Goal: Reproduce the listing below word for word, but leave the pictures out of your answer.

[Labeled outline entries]
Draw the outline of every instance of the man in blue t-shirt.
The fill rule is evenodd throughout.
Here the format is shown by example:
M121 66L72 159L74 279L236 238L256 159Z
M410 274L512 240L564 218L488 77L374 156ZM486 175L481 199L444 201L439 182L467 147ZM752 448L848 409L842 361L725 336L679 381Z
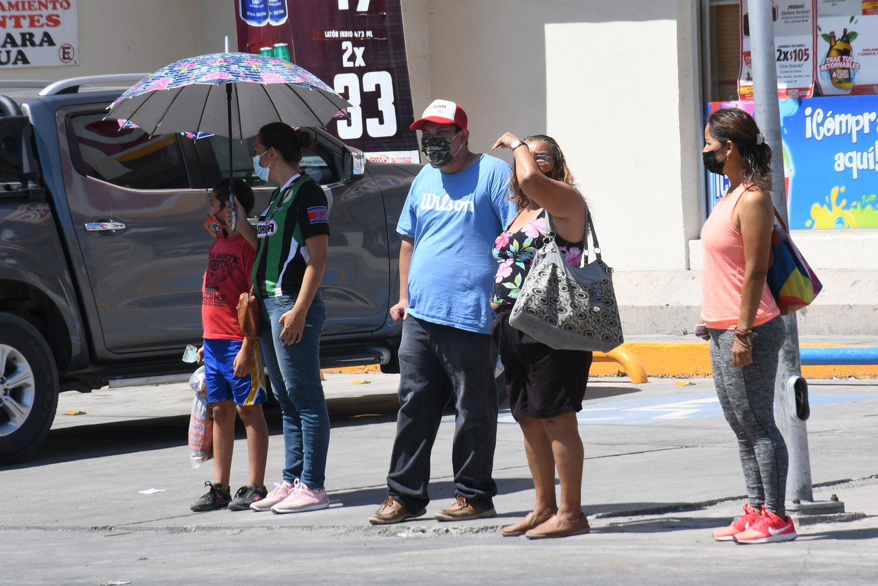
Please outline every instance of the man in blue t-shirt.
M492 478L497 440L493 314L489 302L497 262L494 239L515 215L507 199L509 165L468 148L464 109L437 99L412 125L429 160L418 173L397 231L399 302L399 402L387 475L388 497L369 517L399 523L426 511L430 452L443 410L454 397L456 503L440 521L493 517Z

Exercise output:
Draw the outline of every instance of the man in blue t-shirt.
The fill rule is evenodd throughout.
Here the format is shown by example:
M121 66L72 159L74 279L236 238L256 159Z
M410 274L512 240L564 218L488 77L374 156ZM486 175L481 199L444 201L439 182L467 147ZM752 448L848 409L842 361L725 336L679 381Z
Please outline every instance of the man in blue t-shirt.
M492 478L497 440L493 314L489 302L497 262L494 239L515 215L507 199L509 165L468 148L464 109L437 99L412 125L429 160L418 173L397 231L399 302L399 402L387 475L388 497L369 517L399 523L426 511L430 452L443 410L454 397L456 503L440 521L493 517Z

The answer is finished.